*Work required:* Filter the lines below, keeping every line that contains the word "baseboard".
* START Material shown *
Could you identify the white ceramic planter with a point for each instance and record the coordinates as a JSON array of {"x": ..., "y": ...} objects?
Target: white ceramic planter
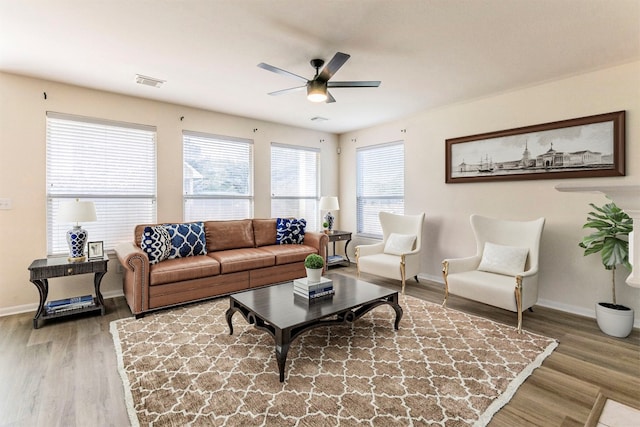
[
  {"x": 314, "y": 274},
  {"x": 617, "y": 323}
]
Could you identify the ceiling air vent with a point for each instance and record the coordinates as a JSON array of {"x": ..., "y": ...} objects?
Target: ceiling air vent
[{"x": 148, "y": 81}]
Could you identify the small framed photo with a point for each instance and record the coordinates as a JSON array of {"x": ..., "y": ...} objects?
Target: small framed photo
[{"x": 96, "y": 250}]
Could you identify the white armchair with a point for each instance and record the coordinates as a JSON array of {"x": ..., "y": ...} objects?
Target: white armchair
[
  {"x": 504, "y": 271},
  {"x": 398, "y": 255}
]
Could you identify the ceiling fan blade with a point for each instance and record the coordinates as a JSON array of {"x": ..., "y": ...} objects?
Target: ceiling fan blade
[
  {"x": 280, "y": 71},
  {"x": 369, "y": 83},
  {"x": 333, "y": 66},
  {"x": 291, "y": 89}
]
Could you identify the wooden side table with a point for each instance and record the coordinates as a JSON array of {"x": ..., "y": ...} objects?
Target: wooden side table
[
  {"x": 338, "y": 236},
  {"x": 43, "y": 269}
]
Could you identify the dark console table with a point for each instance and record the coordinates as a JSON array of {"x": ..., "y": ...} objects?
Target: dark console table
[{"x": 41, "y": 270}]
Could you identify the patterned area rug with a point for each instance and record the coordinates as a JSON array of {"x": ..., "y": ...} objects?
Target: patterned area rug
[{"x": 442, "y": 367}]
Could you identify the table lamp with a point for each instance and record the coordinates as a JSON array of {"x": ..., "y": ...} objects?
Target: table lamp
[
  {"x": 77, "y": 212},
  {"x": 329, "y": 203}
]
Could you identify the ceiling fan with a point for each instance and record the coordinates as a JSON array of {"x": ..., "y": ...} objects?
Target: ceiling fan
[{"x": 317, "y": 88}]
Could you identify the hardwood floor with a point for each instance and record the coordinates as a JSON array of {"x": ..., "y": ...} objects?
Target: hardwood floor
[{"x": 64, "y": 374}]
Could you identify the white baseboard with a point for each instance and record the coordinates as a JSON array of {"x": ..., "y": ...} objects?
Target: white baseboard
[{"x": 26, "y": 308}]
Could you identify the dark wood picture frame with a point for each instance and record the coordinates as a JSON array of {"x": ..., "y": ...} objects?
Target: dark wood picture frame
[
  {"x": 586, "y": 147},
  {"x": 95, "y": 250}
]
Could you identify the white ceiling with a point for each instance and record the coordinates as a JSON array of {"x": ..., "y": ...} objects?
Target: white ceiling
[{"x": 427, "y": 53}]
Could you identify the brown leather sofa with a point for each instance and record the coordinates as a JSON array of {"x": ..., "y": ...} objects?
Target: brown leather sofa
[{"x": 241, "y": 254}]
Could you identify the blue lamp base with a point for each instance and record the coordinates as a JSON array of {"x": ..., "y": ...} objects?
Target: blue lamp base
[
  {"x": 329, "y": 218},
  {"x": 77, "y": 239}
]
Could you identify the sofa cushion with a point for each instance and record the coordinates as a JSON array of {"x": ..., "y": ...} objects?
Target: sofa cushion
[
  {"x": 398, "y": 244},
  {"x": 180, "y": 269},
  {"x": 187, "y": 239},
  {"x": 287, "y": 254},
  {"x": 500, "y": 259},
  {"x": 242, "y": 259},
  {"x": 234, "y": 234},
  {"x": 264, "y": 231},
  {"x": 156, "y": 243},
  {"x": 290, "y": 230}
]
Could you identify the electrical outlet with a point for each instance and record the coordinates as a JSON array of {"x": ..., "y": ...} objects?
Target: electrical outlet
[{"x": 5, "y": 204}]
* END Material shown *
* START Material shown *
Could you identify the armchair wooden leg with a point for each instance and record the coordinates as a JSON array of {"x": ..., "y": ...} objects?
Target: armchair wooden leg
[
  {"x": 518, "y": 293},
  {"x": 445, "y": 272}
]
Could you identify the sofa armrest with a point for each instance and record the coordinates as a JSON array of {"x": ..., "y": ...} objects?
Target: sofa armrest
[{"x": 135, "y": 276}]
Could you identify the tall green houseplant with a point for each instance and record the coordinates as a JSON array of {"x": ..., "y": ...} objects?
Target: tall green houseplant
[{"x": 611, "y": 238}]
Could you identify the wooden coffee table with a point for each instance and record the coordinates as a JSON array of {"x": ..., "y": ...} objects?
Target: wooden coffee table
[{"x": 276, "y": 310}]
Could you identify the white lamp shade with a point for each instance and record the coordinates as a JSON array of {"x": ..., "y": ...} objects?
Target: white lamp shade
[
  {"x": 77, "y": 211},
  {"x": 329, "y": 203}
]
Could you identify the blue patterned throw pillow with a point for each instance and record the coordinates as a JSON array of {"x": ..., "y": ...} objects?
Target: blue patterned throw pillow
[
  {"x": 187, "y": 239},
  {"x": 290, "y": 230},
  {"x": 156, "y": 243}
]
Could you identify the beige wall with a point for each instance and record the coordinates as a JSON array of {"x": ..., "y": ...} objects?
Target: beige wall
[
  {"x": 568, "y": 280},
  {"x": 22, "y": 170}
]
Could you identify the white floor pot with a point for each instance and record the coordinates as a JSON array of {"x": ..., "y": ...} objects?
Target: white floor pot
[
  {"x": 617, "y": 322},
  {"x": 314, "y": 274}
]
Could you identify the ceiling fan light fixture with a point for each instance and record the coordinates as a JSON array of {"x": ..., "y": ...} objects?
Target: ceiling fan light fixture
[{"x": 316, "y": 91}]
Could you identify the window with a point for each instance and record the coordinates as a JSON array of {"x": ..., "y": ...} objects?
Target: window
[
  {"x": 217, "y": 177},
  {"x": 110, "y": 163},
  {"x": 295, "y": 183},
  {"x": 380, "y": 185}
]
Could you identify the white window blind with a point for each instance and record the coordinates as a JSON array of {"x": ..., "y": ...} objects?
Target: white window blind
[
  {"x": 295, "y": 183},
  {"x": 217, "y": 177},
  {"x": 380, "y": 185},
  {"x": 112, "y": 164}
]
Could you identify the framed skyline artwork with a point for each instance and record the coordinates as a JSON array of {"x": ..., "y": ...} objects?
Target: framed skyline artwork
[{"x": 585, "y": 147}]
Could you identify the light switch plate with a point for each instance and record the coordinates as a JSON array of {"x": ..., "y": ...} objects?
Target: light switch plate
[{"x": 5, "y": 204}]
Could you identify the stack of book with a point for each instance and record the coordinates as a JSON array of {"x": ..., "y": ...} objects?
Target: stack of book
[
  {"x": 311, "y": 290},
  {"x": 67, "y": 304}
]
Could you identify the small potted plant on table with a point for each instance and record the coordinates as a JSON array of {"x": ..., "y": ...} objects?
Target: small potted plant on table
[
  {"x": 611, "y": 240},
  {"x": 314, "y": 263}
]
* END Material shown *
*Task solution:*
Could you identify the white baseboard with a point for each instance and record the coordinates as a JSON array of {"x": ..., "y": ...} objects?
Target: white baseboard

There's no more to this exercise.